= Exercise directions =
Below is a block of records. Copy every line in it that contains the word "boat".
##########
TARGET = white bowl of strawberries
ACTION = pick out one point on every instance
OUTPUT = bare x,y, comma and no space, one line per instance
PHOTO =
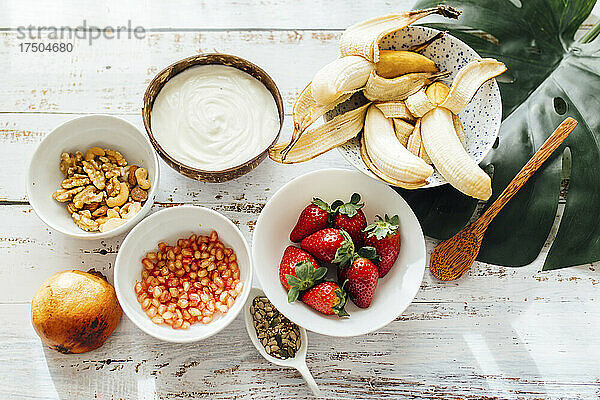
339,253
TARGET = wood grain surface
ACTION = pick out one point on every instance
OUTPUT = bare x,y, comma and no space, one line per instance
497,333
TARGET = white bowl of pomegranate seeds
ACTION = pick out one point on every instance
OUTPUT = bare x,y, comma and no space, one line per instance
183,274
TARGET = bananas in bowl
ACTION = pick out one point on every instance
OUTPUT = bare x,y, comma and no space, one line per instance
410,120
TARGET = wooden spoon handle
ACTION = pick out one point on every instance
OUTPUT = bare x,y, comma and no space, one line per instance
551,144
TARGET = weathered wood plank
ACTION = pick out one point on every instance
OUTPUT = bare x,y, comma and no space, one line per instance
519,352
206,14
111,76
21,133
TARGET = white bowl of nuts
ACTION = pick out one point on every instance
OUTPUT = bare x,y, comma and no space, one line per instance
183,273
93,177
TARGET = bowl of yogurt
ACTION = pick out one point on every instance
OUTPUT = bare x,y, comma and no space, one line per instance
213,117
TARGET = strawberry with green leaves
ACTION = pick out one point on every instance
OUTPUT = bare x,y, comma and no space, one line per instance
327,298
361,277
330,245
350,217
313,218
384,236
298,271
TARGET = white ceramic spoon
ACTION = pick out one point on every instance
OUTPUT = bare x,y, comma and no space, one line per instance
298,361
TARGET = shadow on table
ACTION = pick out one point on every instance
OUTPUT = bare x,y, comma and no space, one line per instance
133,365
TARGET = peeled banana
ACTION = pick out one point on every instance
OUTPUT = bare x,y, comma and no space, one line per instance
388,155
437,92
323,138
419,104
362,39
449,156
414,140
468,80
403,130
460,131
373,168
342,76
394,63
306,111
395,109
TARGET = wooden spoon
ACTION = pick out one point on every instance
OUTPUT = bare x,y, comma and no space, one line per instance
453,257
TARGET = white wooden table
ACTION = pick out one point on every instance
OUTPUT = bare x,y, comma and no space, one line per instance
497,333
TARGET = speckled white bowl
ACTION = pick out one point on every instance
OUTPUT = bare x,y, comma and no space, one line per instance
481,118
44,176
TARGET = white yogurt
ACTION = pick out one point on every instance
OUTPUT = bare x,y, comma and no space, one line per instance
214,117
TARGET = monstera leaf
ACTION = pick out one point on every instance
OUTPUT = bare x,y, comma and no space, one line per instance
550,76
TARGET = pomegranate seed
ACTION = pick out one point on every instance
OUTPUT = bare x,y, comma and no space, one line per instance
182,303
187,283
177,324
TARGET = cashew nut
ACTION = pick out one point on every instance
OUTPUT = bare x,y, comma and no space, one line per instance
111,224
119,199
141,174
113,213
129,210
93,152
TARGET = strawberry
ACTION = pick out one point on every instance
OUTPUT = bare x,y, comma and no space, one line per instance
314,217
384,236
350,218
330,245
361,277
327,298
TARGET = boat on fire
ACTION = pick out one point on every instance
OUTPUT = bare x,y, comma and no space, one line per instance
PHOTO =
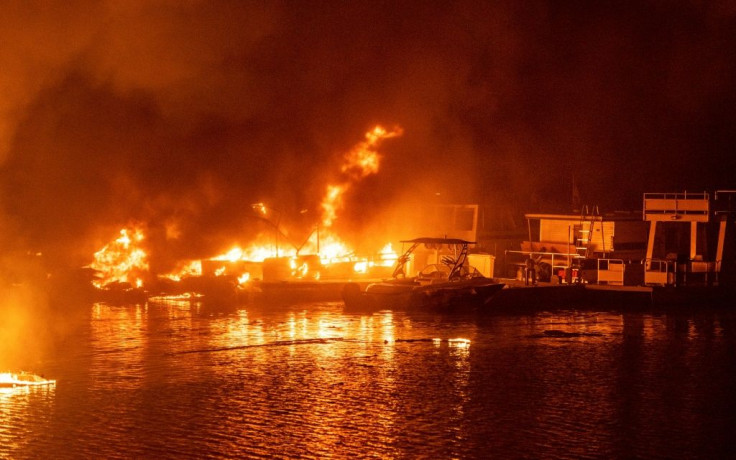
23,379
447,284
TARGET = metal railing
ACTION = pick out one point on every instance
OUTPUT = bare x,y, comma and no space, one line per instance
610,271
659,271
567,257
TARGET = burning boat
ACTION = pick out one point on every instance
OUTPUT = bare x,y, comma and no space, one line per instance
22,379
678,250
447,283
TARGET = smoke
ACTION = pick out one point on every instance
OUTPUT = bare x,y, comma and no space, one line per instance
180,114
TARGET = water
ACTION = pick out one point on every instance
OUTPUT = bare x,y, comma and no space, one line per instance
174,380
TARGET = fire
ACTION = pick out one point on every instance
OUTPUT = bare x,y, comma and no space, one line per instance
255,253
124,260
121,260
360,162
188,269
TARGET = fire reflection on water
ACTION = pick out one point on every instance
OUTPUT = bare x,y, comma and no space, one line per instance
311,381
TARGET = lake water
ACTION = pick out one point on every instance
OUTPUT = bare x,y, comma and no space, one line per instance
177,380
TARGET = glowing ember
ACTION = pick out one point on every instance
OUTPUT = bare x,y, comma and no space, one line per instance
22,379
122,260
188,269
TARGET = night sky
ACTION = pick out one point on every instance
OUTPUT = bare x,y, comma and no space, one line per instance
180,114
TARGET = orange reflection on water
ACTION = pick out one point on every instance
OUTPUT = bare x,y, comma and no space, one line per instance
119,337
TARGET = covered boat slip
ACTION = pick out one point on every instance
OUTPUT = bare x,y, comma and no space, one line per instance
448,282
680,250
518,297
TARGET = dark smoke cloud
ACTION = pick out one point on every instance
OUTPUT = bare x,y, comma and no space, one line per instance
180,114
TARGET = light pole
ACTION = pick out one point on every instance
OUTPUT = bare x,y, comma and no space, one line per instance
263,212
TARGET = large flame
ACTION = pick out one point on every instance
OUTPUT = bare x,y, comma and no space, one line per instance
361,161
123,260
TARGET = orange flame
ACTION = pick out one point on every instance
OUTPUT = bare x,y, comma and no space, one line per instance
120,260
361,161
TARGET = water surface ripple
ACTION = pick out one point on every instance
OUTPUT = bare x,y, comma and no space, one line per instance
179,380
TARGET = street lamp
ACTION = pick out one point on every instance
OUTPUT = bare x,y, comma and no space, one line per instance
263,212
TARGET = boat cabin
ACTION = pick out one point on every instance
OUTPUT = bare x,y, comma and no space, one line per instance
678,239
563,244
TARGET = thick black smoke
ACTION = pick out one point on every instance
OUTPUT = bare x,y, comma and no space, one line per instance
181,114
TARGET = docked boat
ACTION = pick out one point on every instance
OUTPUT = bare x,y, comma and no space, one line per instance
22,379
678,251
448,284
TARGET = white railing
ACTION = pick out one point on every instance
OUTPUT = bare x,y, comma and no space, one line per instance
557,259
610,271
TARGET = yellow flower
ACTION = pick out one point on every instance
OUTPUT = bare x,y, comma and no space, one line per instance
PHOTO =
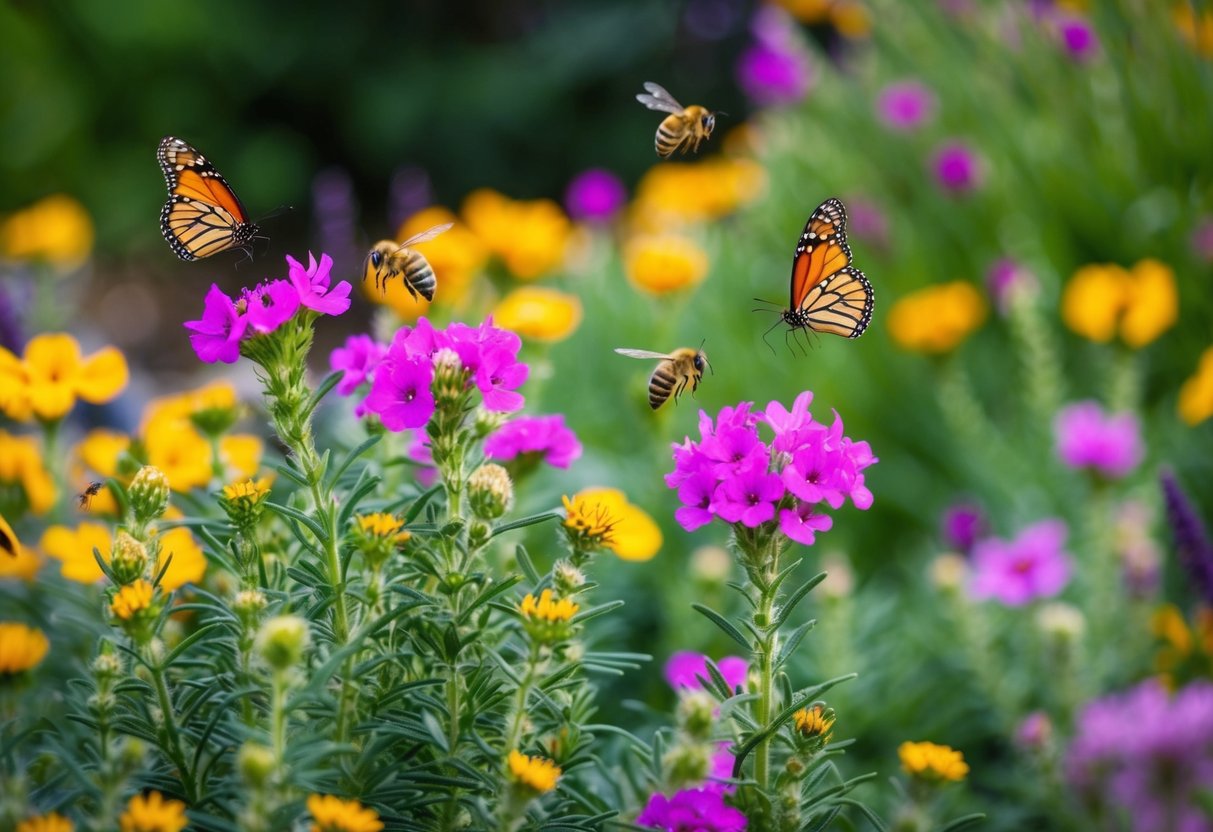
##########
= Written reply =
TARGET = boat on fire
TARGET = burning boat
TARGET = covered boat slip
TARGET = boat cabin
TARGET = docked boat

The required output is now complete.